Stated goal 1 — Find every line in the listing below that contains the word "carved", and copy each of those lines.

Source passage —
• Phil McDonald

Do I need a manager?

This is a question that I get asked fairly regularly. At some point in a music career, the subject of a manager rears its head. Sometimes it's a conversation that needs to be had, a lot of the time it doesn't need to be discussed as it's not the right time. Let's look at this in more detail.

So what exactly does a manager do? In short, a manager looks after the business affairs of the artist and basically is the go-to person for pretty much everything else. The manager is the glue that binds the whole thing together. So this probably sounds like an attractive proposition right? Someone to take care of everything for you in exchange for a cut of your earnings? Where do I sign? Hang on a minute...

Do you need a manager? Depends on where you are with your career but the chances are you probably don't. Even if you are well established and making waves you might not need a manager. It really comes down to whether you can handle the business side of your career along with the creative side. If you've only been playing for a fairly short amount of time you should be able to handle things no problem. If you're a good organiser, a good communicator and can keep on top of things you don't really need a manager. If you've reached a point where things are getting on top of you, things are happening and you feel like you're out of control then you probably do need someone to manage your affairs.

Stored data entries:
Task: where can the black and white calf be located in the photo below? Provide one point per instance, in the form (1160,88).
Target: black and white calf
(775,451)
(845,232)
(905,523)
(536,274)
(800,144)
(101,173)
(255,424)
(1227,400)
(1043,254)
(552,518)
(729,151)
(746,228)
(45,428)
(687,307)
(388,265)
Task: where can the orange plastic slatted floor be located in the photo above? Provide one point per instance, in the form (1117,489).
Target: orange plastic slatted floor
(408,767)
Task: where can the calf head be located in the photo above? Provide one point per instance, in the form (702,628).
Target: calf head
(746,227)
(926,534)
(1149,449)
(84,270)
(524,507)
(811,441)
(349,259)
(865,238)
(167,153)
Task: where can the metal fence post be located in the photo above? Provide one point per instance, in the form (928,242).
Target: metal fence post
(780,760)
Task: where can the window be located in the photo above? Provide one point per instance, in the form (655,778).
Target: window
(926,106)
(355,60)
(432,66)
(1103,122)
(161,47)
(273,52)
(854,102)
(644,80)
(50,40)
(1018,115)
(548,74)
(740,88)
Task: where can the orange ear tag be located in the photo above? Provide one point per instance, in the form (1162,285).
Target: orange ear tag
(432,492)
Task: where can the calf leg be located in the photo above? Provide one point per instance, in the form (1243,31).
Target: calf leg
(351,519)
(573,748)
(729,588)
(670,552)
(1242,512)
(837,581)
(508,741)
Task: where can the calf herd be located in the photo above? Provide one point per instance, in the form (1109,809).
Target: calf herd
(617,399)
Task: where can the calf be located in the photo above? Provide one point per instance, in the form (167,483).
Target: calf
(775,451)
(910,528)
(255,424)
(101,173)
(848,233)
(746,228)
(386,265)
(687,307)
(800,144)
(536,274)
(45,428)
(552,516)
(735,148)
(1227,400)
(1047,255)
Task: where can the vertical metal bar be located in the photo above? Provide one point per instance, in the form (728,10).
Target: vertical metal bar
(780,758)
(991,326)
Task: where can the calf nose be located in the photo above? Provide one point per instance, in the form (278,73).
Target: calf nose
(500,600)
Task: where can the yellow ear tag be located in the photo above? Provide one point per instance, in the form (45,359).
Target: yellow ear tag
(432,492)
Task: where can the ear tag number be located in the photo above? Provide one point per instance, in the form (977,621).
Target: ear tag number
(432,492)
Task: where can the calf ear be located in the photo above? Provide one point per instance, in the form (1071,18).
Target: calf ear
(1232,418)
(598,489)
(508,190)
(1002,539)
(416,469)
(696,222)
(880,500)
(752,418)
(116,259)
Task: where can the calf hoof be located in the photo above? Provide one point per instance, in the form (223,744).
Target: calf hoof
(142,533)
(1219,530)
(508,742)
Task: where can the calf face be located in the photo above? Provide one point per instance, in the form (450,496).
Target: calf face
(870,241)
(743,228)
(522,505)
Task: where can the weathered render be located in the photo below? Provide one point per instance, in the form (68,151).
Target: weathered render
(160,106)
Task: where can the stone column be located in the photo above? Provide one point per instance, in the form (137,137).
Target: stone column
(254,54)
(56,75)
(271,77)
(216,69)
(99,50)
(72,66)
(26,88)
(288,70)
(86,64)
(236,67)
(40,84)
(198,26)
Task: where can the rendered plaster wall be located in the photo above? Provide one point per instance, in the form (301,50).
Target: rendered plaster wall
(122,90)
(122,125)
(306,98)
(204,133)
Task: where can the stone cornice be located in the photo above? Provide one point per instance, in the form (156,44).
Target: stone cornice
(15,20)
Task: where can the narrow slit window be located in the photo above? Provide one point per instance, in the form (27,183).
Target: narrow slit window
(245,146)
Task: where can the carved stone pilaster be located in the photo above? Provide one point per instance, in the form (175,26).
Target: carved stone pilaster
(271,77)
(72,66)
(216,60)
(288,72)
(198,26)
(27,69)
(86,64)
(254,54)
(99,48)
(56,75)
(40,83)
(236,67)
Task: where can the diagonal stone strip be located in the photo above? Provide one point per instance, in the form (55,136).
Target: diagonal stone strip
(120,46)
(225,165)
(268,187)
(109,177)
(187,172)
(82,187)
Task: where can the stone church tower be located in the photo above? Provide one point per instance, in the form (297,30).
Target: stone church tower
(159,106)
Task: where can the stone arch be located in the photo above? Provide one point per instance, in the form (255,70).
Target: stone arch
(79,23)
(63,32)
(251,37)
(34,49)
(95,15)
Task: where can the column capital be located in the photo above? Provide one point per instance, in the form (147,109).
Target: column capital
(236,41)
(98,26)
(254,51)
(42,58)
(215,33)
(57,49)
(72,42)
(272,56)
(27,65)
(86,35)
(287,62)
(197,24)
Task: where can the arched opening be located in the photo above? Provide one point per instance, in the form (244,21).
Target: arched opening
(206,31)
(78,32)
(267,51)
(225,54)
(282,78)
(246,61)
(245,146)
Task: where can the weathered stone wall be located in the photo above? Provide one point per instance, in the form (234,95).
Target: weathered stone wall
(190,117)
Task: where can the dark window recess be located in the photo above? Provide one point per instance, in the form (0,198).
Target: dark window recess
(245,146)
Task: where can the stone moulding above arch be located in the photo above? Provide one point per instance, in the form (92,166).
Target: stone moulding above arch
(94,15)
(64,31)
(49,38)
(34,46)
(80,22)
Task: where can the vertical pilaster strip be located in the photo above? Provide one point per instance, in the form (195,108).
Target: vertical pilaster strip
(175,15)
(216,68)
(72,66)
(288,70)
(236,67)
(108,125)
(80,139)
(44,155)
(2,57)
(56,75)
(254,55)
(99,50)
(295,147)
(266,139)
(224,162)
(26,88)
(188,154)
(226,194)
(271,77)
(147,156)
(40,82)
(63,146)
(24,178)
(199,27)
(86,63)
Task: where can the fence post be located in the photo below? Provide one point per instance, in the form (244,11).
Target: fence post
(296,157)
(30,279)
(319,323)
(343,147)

Stated goal 2 — Rewrite the passage on needing a manager from "Do you need" to "manage your affairs.", putting "planner" in place of "organiser".

Worked answer 1 —
Task: where can the carved stone pilaster be located in the photo above? Provide one point per instance, in the form (175,26).
Target: carved stone pilaster

Worked answer 2 —
Do you need a manager? Depends on where you are with your career but the chances are you probably don't. Even if you are well established and making waves you might not need a manager. It really comes down to whether you can handle the business side of your career along with the creative side. If you've only been playing for a fairly short amount of time you should be able to handle things no problem. If you're a good planner, a good communicator and can keep on top of things you don't really need a manager. If you've reached a point where things are getting on top of you, things are happening and you feel like you're out of control then you probably do need someone to manage your affairs.